[ACTION ITEM] Return every line of the data below that includes the string "switch".

[SOURCE MATERIAL]
====

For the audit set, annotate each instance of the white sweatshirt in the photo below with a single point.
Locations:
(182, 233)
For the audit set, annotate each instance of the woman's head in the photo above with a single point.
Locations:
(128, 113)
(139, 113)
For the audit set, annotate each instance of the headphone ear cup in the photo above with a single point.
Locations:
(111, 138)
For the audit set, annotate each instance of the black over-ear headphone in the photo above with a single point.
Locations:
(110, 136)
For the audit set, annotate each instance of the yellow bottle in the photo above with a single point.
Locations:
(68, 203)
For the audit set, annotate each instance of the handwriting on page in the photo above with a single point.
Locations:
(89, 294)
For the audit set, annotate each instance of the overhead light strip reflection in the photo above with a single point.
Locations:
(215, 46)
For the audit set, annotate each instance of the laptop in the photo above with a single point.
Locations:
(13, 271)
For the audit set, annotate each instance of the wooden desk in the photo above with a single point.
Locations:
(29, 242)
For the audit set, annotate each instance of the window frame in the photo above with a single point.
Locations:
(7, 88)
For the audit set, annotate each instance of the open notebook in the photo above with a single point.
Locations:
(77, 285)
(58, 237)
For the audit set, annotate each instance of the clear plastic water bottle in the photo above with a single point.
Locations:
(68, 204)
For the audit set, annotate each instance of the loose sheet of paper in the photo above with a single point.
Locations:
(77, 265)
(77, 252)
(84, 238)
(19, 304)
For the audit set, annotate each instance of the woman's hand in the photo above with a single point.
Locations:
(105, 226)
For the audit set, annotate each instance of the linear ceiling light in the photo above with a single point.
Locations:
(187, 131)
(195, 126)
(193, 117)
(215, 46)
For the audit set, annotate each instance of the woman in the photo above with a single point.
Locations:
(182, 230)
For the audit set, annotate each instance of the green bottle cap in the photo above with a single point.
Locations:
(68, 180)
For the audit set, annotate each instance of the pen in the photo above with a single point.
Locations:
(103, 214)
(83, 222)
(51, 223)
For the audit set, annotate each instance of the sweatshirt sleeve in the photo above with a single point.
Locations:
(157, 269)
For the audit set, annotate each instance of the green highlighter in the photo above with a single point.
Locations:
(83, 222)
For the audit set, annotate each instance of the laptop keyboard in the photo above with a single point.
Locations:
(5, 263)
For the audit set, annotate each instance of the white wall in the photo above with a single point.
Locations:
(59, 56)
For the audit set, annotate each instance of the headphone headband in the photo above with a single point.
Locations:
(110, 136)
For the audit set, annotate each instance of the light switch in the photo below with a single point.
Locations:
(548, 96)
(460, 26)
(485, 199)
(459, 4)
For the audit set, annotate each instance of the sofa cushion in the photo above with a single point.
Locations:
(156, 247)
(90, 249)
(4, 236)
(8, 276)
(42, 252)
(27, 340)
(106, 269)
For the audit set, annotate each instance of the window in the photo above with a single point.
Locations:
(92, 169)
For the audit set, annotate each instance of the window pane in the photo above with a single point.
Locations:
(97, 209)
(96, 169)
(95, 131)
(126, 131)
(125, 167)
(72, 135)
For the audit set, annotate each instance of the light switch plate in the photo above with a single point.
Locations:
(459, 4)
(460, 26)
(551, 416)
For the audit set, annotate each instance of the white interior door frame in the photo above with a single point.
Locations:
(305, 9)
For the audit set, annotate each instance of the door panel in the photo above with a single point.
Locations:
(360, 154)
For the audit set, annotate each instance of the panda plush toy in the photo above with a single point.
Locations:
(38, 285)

====

[RESPONSE BELOW]
For the audit set, annotate each instance of the light switch in the photo below with a single point.
For the audit set, annotate each instance of the light switch plate in the photo above with a single point.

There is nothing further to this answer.